**DATA RECORDS:**
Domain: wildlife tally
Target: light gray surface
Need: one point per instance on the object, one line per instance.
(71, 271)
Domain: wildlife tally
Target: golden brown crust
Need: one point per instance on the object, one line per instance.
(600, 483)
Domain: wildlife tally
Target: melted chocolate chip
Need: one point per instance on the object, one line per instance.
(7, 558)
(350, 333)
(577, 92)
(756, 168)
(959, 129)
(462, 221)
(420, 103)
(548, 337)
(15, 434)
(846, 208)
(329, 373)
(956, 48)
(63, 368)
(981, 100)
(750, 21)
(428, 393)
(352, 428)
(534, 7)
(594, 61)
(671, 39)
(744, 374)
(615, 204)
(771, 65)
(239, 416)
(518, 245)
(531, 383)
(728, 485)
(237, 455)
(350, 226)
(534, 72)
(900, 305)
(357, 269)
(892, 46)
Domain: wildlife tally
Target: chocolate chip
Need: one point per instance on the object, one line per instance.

**EXERCISE:** Could you transcribe the records in full, exactly?

**RESPONSE FOR THIS EXERCISE:**
Domain: wildlife tally
Target: light gray surface
Need: one point per instance on the object, one line per instance.
(71, 271)
Domain: wildlife tally
Target: golden brown crust
Need: one point per instance on the object, one line per instance.
(600, 483)
Domain: wildlife tally
Target: melted chocolate chip
Need: one point per instance on the object, one line per instance.
(7, 558)
(350, 333)
(577, 92)
(756, 168)
(959, 129)
(462, 221)
(420, 103)
(548, 337)
(15, 434)
(846, 208)
(329, 373)
(956, 48)
(63, 368)
(981, 100)
(750, 21)
(428, 393)
(352, 428)
(534, 7)
(594, 61)
(671, 39)
(744, 374)
(615, 204)
(771, 65)
(239, 416)
(518, 245)
(531, 383)
(728, 485)
(237, 455)
(350, 226)
(534, 72)
(900, 305)
(357, 269)
(892, 46)
Domain: wildlife tally
Target: chocolate chip
Need: one point per instance on the object, one line per instance.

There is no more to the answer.